◆ **연습 데이터**
------------------------------------------------------------------------
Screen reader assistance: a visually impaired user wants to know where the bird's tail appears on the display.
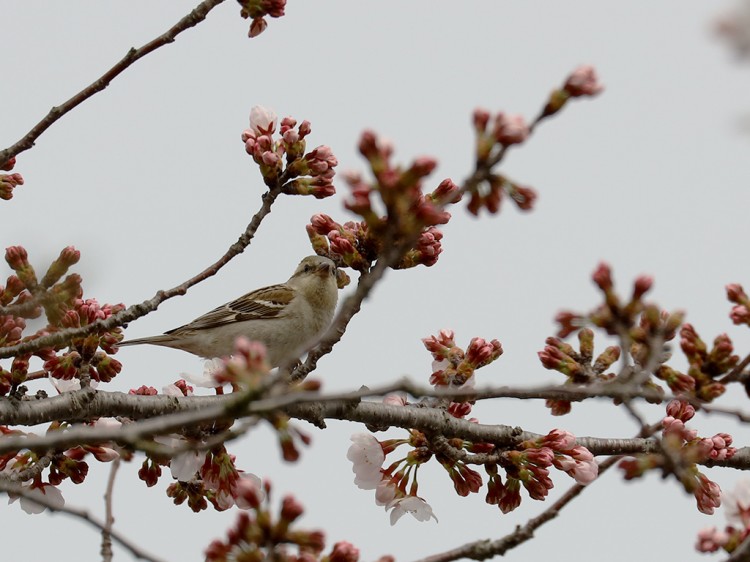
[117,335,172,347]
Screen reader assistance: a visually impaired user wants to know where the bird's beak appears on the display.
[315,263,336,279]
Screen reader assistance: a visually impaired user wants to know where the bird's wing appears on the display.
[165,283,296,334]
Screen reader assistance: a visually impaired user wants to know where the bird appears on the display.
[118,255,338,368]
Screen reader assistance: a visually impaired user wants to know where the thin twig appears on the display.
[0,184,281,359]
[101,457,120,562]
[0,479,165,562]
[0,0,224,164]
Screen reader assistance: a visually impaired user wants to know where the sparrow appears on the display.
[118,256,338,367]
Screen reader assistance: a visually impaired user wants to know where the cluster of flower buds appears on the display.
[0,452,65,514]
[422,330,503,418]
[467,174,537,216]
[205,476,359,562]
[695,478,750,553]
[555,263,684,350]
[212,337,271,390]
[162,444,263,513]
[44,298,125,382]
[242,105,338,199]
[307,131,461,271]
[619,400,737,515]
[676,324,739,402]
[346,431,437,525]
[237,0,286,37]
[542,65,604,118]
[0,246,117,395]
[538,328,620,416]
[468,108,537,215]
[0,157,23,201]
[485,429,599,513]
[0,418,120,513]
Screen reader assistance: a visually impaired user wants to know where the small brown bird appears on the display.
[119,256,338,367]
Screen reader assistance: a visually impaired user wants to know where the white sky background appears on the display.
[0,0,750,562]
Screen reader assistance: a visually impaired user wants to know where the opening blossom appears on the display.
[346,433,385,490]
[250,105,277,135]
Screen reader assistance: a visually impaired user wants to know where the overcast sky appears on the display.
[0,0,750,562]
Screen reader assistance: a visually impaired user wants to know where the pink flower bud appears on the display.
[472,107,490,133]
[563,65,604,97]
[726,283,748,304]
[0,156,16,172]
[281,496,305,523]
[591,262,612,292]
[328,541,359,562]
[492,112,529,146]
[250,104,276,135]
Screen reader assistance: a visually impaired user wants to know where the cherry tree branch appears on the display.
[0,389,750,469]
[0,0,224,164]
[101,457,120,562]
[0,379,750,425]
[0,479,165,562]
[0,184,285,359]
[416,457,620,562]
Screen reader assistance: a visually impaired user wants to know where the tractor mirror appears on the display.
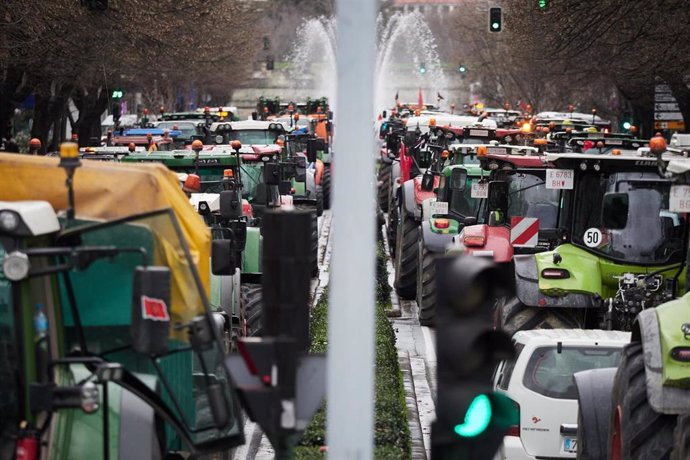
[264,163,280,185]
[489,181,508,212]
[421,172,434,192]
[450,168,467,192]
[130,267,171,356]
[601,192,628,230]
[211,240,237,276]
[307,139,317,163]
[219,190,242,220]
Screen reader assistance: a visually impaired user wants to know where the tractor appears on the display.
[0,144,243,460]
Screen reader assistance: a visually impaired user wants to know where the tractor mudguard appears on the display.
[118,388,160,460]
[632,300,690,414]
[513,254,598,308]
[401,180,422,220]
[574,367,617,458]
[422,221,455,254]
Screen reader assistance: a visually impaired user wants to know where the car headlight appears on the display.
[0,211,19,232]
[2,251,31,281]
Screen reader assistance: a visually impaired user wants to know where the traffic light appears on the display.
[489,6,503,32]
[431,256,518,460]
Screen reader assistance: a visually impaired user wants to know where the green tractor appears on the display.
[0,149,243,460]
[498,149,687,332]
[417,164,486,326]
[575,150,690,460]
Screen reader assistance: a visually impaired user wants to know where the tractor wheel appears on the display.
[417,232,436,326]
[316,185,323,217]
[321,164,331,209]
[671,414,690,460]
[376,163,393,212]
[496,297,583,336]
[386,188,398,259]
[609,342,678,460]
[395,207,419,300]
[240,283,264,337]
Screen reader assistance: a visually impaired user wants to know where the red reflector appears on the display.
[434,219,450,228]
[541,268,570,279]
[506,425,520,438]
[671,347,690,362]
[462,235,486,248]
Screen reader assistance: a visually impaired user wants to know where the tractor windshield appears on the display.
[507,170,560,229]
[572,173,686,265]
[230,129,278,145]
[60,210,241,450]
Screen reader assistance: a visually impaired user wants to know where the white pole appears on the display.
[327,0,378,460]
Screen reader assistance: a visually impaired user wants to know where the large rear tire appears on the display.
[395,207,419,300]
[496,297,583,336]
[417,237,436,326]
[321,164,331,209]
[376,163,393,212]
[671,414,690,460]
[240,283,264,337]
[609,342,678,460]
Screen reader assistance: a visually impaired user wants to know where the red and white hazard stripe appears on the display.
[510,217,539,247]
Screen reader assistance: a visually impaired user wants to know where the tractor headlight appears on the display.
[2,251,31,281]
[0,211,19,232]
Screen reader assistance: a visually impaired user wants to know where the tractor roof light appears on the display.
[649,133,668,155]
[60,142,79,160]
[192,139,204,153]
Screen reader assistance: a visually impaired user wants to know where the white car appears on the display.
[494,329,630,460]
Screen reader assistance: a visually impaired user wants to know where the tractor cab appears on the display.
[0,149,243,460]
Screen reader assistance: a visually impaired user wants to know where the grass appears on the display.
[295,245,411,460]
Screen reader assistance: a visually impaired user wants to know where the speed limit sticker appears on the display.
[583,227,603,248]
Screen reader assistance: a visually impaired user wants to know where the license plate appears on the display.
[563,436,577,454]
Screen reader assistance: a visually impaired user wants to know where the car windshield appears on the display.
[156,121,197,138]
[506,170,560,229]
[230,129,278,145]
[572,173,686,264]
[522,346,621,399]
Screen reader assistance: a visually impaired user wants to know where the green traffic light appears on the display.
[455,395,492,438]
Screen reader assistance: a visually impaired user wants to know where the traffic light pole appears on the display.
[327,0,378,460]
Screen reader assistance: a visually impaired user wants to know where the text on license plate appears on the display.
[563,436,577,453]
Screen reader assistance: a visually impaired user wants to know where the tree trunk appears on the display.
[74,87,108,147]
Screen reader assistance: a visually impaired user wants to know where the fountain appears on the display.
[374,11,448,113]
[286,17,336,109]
------------------------------------------------------------------------
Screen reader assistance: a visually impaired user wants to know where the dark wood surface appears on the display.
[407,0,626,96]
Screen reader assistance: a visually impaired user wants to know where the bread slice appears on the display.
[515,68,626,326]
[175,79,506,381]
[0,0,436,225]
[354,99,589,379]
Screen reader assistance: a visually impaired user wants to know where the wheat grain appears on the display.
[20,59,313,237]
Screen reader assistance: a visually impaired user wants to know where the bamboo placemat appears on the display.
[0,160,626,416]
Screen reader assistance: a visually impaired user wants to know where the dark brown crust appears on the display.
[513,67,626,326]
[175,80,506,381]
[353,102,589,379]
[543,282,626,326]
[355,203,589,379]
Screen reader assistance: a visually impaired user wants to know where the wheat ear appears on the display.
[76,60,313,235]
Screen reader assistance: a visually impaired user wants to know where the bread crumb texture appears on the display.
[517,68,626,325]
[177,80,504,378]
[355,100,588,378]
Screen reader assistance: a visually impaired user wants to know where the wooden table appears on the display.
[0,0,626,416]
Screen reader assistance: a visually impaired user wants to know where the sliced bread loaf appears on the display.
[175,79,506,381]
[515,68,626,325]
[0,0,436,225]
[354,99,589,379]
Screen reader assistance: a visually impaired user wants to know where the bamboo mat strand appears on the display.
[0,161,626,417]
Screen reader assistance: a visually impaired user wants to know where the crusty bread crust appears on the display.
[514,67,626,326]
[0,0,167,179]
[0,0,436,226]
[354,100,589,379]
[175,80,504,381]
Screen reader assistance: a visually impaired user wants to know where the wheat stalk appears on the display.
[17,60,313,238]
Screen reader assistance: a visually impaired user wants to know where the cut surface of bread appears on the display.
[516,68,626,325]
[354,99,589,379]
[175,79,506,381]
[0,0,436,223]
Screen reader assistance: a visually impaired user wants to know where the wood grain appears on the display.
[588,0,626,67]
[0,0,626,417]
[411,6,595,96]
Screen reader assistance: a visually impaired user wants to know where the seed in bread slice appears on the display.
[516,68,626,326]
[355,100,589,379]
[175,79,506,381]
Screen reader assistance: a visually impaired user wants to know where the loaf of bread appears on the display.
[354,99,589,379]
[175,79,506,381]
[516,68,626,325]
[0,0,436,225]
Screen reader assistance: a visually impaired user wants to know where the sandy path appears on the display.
------------------------------------------------------------------------
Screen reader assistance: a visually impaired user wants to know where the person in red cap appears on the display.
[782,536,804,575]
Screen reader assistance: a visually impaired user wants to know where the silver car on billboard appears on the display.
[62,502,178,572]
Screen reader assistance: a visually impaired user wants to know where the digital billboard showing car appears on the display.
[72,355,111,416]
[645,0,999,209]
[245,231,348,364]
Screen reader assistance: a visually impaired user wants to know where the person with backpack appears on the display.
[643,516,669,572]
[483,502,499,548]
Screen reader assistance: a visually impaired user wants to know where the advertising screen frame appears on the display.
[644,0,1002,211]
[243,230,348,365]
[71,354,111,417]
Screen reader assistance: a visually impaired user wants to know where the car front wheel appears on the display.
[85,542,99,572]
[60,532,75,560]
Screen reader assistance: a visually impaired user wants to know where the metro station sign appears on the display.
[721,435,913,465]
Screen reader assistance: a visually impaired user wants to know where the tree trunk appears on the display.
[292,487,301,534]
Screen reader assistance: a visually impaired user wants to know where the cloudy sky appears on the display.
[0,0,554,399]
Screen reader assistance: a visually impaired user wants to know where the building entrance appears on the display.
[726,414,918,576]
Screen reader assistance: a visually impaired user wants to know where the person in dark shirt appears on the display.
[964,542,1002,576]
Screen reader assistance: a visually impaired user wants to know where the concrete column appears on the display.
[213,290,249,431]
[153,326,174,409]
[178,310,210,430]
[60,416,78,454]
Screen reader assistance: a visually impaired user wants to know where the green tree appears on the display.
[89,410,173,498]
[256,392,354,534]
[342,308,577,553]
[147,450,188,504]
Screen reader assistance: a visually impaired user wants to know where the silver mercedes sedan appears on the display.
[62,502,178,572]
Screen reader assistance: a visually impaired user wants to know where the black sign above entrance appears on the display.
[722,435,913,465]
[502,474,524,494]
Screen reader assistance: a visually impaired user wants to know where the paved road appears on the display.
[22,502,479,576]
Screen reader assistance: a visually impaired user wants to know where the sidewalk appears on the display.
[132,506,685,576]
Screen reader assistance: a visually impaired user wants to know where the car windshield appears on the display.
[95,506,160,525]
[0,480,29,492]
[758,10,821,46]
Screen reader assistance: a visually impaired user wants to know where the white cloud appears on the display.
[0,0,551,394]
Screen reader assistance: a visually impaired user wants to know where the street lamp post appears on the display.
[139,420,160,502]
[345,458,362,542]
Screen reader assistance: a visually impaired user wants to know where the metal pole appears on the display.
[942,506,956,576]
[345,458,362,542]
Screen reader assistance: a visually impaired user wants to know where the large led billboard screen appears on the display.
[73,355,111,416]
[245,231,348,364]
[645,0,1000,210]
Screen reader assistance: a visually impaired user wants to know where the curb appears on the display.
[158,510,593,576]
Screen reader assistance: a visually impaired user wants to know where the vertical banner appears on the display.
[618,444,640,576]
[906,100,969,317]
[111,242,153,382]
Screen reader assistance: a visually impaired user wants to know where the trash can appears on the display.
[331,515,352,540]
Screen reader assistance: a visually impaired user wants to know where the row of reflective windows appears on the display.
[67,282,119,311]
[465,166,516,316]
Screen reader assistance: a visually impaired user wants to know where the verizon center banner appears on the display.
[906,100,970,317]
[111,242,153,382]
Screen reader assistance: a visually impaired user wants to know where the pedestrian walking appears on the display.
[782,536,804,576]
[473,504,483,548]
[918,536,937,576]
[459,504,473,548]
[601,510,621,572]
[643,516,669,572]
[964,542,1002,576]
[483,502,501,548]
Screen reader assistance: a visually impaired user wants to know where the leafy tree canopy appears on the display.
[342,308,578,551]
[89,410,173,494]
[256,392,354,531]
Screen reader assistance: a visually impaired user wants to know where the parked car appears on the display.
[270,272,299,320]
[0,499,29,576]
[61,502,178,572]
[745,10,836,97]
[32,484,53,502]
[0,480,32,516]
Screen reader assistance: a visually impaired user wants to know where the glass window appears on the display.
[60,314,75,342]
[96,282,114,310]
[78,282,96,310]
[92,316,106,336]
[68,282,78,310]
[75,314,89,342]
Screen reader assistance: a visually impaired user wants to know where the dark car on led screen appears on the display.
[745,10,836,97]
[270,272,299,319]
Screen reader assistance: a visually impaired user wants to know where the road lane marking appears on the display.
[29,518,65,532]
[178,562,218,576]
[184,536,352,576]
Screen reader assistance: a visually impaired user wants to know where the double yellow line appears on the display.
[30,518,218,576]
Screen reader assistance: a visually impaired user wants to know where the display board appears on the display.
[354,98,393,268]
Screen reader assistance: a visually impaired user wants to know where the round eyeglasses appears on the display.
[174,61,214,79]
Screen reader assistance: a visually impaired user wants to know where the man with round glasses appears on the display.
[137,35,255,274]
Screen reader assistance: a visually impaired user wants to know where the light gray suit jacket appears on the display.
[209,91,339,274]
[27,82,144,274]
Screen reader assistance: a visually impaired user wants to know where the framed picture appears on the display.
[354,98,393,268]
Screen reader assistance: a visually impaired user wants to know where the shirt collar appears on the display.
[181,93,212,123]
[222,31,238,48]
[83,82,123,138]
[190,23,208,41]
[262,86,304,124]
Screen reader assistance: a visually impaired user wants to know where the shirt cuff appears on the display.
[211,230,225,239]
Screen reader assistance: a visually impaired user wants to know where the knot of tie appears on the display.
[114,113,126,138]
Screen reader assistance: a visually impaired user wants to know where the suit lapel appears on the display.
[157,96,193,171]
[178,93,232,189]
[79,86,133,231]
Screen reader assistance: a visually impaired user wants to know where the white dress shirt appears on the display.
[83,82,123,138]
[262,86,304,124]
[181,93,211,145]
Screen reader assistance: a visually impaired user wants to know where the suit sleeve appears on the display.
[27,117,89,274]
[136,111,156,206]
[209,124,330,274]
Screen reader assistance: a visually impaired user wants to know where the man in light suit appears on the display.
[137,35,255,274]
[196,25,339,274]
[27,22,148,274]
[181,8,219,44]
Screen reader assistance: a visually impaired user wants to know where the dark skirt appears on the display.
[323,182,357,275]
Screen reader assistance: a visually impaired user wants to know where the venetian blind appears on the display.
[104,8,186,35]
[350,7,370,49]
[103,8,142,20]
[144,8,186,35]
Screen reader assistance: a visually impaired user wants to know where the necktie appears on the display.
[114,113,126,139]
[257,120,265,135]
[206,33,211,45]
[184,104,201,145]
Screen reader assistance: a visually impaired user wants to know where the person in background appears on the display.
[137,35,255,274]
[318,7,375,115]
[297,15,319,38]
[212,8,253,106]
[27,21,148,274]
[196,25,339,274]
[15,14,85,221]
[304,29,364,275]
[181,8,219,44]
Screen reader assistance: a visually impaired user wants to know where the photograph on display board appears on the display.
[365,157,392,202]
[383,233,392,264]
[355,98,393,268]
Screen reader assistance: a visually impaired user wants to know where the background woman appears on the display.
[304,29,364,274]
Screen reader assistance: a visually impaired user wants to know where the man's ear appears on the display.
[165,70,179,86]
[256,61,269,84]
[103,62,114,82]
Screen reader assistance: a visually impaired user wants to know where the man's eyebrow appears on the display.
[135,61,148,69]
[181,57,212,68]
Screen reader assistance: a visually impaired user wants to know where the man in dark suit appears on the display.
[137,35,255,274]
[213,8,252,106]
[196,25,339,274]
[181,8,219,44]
------------------------------------------------------------------------
◆ **풀 문제**
"wing appears on the display." 문구가 든 줄부터 "[118,255,338,368]" 문구가 든 줄까지(양 끝 포함)의 행만 두 열짜리 CSV에 옮겨 담으세요. 열 이름은 문장과 좌표로 하고, 각 행의 문장과 좌표를 줄바꿈 없이 공백으로 이어 각각 따옴표로 감싼 한 칸에 넣으세요.

◆ **과제 풀이**
문장,좌표
"Screen reader assistance: a visually impaired user wants to know where the bird's wing appears on the display.","[165,283,296,334]"
"Screen reader assistance: a visually impaired user wants to know where the bird appears on the display.","[118,255,338,368]"